# start of Document extract

Culinary Institute of America: Worlds of Healthy Flavors
It’s a good thing chefs are multi-taskers and creative problem solvers by nature.
Corporate and executive chefs helming the action at chain restaurants, hotels, supermarkets and other high volume foodservice operations have very full plates these days. On one hand they are charged with delivering great flavor and consistency for a good value, while on the other, they are increasingly under fire to serve up healthier dishes without impacting margin or deliciousness. Add to this the constant media warp that shape-shifts public perception of nutrition research and you can see a starter for confusion and frustration blooming for both foodservice providers and consumers.
The Culinary Institute of America saw this storm forming a decade ago and jumped in front of it by teaming with Harvard School of Public Health—Department of Nutrition and developing a progressive forum for discussion and creativity. Together they crafted an annual retreat called “Worlds of Healthy Flavors” which celebrated its tenth annual gathering January 22-24 at the CIA’s Greystone campus in the Napa Valley. It drew what at first glance seems to be a group of unlikely bedfellows (chefs, restaurateurs, public health researchers and educators, dietitians, suppliers, food brand marketers and media) and invited them to collaborate on problem solving some of the foodservice industry’s biggest challenges.
“The conference drew me in as a nutrition journalist and a nutrition practitioner,” said consultant Chris Rosenbloom, PhD, RDN, CSSD, professor emerita, Georgia State University. “I enjoy seeing the innovations that chefs, food service operators, culinary nutritionists and suppliers are making behind the scenes to bring delicious and nutritious foods to diners. There has long been a ‘stealth health’ approach to healthy dining, but now that many diners are interested in nutrition and health it’s good to see the industry going public with its food offerings. As a nutrition practitioner, I am glad to be able to guide clients to healthier foods in their favorite restaurant that won't make them feel like they are sacrificing taste for health.”

# end of Document extract

→ Short exercise: In the article about the Worlds of Healthy Flavors retreat, condense the paragraph beginning "The Culinary Institute of America saw this storm" into a short bulleted list that keeps its main facts. Rely only on the article about the Worlds of Healthy Flavors retreat.

# start of Dataset rows

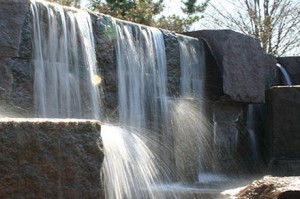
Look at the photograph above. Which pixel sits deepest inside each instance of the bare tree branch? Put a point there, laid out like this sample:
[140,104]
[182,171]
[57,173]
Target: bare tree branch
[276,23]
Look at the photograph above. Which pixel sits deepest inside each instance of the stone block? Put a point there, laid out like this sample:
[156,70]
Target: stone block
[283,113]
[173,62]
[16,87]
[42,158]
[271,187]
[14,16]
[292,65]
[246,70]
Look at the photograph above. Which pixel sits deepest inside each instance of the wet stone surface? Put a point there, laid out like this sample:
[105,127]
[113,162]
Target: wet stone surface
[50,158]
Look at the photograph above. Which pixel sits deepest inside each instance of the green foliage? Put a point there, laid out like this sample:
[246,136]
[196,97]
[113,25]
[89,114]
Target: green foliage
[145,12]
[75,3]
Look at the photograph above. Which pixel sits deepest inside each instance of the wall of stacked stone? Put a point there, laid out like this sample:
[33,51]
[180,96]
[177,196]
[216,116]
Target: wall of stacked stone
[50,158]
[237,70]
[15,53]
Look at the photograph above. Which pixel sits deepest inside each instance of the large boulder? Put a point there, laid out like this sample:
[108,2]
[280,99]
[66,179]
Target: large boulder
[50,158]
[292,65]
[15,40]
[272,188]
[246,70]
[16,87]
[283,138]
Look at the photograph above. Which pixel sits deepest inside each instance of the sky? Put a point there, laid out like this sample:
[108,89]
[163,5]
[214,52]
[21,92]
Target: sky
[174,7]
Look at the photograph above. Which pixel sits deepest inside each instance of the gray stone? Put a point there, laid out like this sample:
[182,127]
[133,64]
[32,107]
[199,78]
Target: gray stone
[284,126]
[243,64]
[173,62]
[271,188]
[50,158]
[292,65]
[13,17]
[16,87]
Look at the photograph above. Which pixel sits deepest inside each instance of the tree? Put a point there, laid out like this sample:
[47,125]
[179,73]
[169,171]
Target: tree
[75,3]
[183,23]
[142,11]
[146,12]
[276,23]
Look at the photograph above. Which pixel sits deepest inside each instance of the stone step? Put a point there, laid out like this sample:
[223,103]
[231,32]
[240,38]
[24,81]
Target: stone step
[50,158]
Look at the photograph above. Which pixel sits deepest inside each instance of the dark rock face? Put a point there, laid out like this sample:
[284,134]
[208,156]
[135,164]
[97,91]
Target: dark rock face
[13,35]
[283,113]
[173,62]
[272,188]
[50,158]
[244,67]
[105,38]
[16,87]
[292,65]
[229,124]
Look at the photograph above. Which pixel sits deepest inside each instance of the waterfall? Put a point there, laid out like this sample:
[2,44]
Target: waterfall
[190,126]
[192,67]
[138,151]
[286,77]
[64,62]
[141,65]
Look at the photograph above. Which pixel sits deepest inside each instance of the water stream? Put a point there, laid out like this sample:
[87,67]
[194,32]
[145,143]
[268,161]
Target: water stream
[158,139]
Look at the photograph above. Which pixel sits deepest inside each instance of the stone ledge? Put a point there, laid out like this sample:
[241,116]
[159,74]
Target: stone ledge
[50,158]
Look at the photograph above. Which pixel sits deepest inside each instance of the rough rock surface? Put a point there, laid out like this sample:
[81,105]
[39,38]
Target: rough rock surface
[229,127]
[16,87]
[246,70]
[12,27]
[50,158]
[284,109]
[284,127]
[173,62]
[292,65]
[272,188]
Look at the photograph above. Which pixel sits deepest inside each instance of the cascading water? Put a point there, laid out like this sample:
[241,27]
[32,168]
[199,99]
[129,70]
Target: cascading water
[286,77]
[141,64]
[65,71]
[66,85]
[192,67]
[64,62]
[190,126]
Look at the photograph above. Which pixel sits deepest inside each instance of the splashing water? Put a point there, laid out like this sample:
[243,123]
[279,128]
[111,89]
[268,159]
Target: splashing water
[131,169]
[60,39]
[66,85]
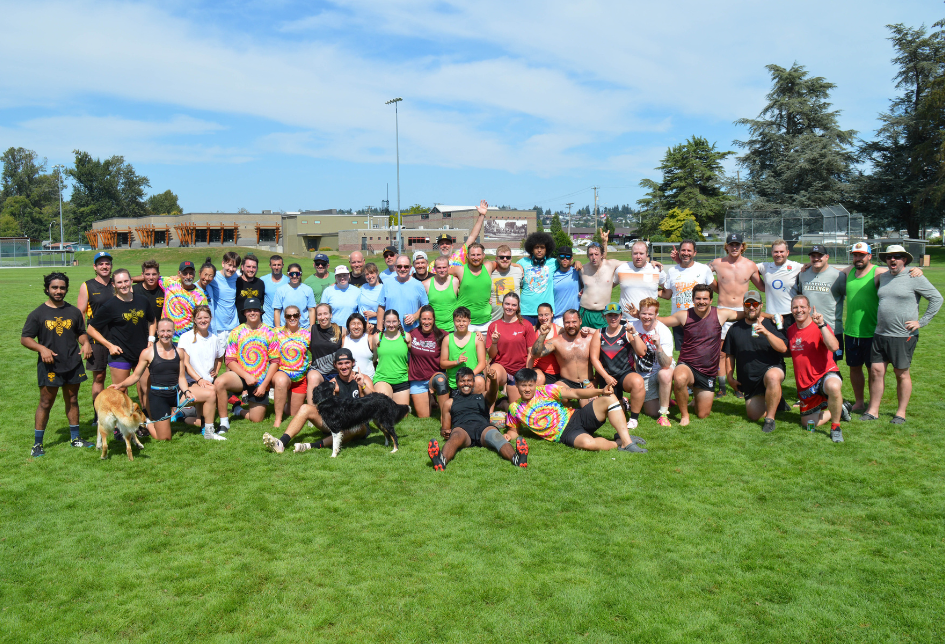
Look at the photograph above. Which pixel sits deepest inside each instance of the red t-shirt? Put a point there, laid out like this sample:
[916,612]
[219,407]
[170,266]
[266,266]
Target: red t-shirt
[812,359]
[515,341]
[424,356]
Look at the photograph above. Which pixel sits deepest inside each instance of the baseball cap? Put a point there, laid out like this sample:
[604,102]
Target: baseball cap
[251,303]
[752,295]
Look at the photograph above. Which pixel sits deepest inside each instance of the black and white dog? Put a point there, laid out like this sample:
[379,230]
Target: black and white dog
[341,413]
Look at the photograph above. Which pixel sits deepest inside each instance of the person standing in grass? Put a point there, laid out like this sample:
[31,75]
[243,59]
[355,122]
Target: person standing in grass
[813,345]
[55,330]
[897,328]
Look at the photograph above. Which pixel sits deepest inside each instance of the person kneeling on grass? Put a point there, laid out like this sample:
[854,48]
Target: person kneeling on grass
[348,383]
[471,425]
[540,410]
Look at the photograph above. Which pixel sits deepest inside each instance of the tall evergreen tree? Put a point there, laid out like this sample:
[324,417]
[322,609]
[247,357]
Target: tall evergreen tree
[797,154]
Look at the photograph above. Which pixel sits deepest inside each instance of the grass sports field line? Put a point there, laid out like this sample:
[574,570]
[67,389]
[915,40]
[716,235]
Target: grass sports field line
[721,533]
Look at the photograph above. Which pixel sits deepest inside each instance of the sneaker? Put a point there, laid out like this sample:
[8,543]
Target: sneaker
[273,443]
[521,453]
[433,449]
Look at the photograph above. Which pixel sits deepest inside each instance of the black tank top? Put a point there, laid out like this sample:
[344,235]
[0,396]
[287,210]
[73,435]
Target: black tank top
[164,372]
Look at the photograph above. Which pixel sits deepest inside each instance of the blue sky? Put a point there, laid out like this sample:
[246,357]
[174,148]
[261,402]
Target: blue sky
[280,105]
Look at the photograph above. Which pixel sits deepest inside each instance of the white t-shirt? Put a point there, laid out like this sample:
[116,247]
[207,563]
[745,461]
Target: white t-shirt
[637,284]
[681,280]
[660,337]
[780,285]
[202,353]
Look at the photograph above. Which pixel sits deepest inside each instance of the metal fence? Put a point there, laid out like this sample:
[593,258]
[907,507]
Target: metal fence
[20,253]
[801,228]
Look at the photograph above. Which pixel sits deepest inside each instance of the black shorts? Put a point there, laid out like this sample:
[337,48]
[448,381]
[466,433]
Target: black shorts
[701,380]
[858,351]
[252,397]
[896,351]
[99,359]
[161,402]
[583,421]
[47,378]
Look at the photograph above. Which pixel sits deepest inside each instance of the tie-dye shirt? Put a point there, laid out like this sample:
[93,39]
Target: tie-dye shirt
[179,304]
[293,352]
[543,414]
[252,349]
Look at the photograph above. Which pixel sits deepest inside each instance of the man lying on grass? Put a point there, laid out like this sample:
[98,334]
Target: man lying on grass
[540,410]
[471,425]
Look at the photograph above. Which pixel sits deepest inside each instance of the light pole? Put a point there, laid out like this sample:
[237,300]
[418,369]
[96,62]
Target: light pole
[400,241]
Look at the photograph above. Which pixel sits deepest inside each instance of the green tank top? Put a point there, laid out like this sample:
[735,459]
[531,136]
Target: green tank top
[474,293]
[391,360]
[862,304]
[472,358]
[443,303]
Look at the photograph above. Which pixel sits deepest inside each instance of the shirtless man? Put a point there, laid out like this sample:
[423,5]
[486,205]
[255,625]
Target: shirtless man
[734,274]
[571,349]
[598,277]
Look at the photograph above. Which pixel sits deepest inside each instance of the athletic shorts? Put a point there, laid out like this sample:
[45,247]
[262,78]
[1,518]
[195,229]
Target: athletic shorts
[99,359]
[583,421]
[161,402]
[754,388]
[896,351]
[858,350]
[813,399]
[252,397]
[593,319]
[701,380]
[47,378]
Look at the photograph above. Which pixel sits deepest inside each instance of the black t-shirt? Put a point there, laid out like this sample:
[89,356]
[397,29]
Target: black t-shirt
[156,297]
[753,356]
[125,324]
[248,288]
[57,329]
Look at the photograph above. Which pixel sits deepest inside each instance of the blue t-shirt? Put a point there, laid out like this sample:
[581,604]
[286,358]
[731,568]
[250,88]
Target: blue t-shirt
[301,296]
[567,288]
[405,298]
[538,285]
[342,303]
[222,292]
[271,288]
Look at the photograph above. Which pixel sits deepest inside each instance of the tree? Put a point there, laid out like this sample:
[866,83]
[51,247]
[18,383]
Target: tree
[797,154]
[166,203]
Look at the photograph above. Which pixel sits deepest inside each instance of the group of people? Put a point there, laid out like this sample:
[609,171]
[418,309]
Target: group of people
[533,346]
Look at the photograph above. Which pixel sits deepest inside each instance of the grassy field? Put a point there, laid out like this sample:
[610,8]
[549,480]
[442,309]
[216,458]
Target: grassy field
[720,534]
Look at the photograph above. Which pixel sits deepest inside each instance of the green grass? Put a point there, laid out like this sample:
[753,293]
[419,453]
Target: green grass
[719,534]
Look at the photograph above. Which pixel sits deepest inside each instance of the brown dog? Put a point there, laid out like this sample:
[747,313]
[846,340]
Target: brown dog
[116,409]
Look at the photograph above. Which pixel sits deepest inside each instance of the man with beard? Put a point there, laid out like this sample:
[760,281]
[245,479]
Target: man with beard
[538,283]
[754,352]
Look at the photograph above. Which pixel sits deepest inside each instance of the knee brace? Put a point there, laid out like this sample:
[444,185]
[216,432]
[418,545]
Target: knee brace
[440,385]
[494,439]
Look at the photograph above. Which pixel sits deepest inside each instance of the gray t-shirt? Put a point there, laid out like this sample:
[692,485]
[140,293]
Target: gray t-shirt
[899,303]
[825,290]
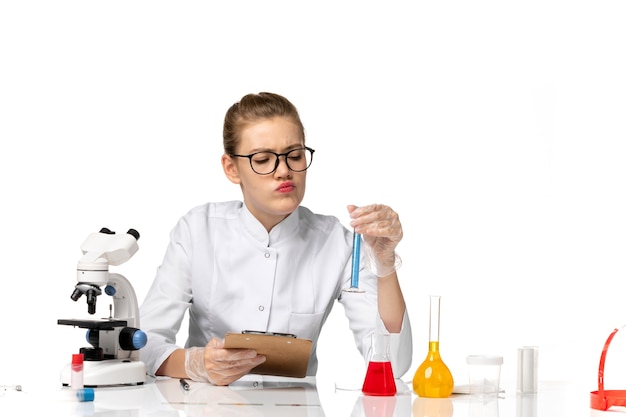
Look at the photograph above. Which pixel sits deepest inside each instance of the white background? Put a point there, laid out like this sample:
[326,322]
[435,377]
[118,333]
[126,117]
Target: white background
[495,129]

# end of Dataset rows
# start of Dataset rows

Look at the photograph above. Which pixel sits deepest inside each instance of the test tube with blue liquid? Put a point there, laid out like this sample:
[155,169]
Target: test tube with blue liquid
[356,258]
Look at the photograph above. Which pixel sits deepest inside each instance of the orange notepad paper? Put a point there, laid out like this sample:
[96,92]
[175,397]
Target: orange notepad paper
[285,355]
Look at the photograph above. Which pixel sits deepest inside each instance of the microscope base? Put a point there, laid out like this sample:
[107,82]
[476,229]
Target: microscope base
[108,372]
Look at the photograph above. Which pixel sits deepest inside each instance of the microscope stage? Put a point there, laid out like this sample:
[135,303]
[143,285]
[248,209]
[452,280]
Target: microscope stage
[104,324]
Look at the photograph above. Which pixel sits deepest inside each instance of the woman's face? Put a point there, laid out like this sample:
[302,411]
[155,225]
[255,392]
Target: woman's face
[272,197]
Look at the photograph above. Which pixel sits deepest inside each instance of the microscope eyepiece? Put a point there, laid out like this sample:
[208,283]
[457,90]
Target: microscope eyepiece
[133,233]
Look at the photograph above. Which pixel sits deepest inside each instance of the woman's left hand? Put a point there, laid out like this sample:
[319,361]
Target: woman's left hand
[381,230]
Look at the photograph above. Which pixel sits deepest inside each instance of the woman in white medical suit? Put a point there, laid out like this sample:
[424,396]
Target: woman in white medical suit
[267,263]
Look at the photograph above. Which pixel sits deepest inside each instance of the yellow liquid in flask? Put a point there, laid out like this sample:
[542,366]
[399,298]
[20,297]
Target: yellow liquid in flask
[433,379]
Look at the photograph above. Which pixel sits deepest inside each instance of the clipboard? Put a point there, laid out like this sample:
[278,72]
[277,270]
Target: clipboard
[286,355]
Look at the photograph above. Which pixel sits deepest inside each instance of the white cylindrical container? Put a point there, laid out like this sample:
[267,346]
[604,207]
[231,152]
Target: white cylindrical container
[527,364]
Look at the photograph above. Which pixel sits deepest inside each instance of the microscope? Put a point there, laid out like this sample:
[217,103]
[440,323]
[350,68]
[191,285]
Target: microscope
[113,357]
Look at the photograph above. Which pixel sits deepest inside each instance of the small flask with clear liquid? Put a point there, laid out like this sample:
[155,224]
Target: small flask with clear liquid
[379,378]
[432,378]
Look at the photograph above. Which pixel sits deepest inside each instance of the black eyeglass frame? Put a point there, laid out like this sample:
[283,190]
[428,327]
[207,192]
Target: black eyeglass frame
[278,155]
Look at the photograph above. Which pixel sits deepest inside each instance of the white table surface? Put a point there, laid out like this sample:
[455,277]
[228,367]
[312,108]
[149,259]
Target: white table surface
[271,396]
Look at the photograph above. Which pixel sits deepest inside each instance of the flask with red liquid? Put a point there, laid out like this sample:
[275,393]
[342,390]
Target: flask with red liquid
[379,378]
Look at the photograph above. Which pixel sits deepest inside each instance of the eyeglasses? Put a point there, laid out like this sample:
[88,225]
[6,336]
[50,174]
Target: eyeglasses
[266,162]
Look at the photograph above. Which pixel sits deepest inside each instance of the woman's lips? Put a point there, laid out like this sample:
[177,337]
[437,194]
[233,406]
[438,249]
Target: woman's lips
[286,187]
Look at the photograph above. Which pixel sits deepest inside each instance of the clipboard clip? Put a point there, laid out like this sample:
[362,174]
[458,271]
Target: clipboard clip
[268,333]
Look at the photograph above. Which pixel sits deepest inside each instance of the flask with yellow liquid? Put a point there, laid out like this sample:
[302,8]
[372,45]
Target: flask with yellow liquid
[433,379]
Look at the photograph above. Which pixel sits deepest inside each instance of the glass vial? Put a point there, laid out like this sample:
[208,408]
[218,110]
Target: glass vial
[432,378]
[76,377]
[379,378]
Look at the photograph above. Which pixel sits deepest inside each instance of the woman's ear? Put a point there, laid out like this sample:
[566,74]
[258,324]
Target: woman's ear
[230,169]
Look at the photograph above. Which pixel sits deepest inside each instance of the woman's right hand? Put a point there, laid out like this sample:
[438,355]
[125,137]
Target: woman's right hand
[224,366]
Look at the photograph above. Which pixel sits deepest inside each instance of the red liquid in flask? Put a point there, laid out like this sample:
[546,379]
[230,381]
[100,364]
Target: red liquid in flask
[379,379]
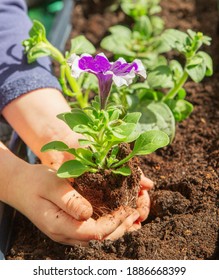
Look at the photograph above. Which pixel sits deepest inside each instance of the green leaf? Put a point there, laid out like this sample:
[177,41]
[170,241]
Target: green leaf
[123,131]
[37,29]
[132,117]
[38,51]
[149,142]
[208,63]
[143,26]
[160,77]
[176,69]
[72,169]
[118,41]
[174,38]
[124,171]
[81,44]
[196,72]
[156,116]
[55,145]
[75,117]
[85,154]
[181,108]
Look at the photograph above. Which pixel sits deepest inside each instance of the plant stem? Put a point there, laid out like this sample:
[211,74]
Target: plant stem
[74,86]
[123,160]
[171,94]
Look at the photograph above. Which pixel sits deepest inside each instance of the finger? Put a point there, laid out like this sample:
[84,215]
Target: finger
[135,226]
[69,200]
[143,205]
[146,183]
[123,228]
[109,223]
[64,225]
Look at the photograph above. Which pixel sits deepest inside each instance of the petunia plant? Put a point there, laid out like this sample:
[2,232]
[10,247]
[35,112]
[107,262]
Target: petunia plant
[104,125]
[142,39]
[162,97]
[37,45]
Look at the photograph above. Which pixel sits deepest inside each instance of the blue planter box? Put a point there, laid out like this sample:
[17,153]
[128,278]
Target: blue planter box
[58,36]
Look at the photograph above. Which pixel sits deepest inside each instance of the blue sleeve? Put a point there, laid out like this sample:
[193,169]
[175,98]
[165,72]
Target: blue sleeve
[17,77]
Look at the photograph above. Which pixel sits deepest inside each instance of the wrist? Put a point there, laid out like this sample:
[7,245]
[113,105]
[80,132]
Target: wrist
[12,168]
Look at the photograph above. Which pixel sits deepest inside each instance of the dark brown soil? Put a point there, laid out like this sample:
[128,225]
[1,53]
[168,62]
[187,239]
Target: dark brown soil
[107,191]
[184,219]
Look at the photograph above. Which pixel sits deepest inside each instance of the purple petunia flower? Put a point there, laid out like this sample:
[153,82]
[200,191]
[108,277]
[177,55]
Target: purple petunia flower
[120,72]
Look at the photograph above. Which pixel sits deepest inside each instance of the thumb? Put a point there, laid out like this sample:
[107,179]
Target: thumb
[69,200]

# end of Dataset rows

→ Response to this task:
- A decade ago, the Culinary Institute of America saw the problem coming and teamed with the Harvard School of Public Health's Department of Nutrition to create a forum for discussion and creativity.
- Together they created an annual retreat, "Worlds of Healthy Flavors."
- Its tenth gathering took place January 22-24 at the CIA's Greystone campus in the Napa Valley.
- It brings together chefs, restaurateurs, public health researchers and educators, dietitians, suppliers, food brand marketers and media.
- Attendees are invited to work together on some of the foodservice industry's biggest challenges.